Fragmento de lectura.
● ● ● ● ●

Apenas escuché que su madre decía que
Florencia Kirchner no podía estar sentada ni acostada durante lapsos
prolongados de tiempo, tuve una premonición que se cumplió la
semana pasada, cuando se insinuó que la enfermedad que padece
Florencia sería “linfedema”. Mi mamá me escribió: “Es
exacto, exacto, lo que tengo yo”.
Después, por teléfono, me lo confirmó
y me anunció que iniciaba una vasta ronda de consultas médicas
(incluyendo al oncólogo que la operó hace cuarenta años) para
verificar su hipótesis. Su excitación no podía ser mayor.
Antes de este giro, ella había
sostenido durante años que padecía de “síndrome de piernas
inquietas”, una rara enfermedad que le impedía estar acostada o
sentada durante más de media hora. Un suplicio que los miles de
estudios a los que se sometió jamás apaciguaron. Sus padecimientos
terminaron diluyéndose en un desencanto creciente y paralelo al del
deterioro físico propio de la ancianidad.
Ahora, en cambio, con energías
renovadas, se apresta a demostrarnos que ella no es vieja, sino que
está enferma. Duda, naturalmente, de la artrosis que padece hace
diez años. Seguramente eso fue un mal diagnóstico, porque claro,
carecía de especificidad política.

● ● ● ● ●

Material proporcionado.
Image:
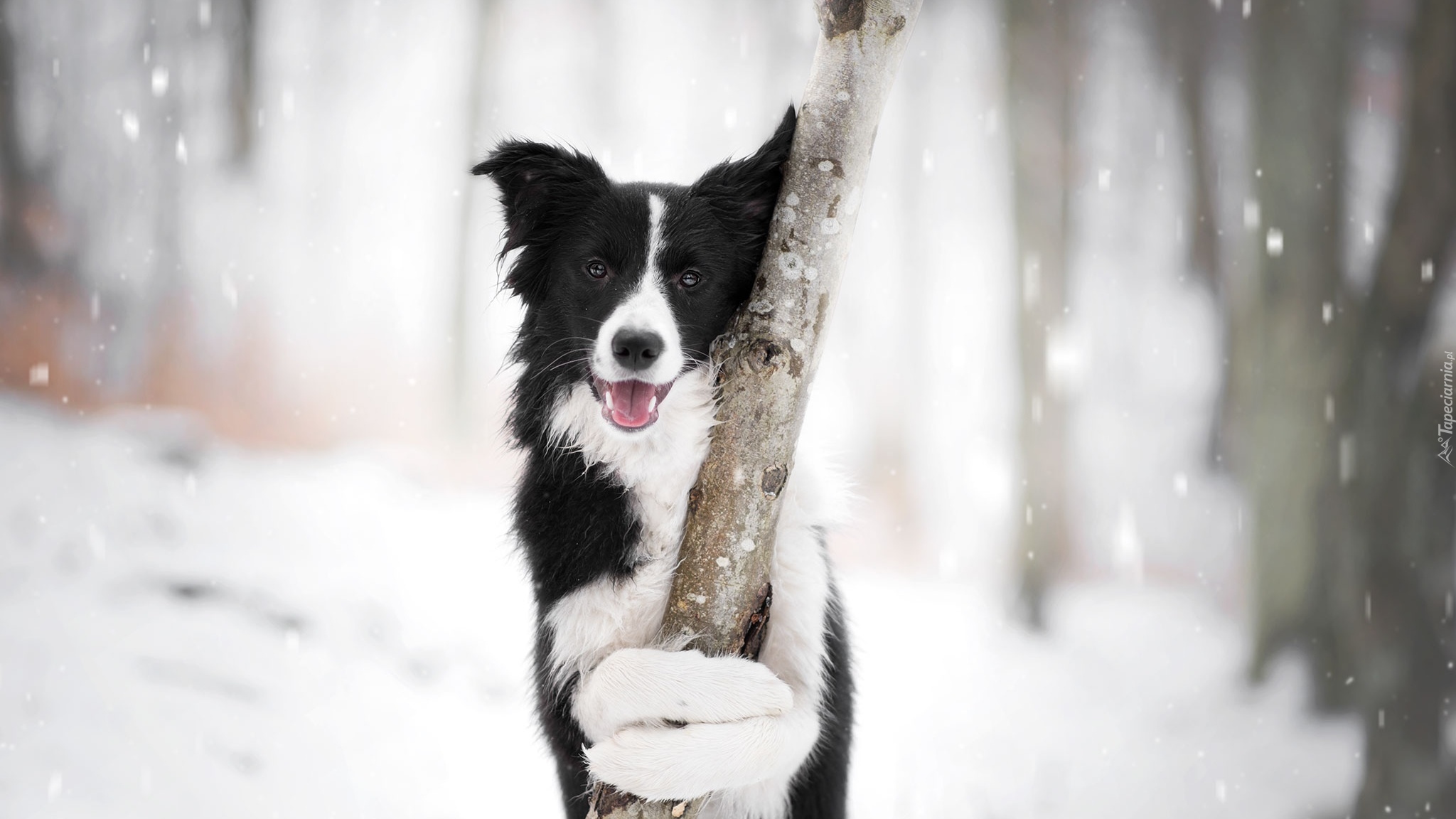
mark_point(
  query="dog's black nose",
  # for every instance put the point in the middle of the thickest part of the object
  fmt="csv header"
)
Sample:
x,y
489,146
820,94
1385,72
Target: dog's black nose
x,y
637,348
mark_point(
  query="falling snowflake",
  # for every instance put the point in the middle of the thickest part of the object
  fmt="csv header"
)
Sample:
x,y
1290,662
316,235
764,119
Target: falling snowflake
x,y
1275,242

● ● ● ● ●

Preguntas.
A - En el fragmento de lectura, ¿qué enfermedad afirmó durante años padecer la madre de quien narra?
B - Traduzca al inglés la oración del fragmento de lectura "Su excitación no podía ser mayor."

Ejercicio resuelto.
A - Síndrome de piernas inquietas.

B - Her excitement could not have been greater.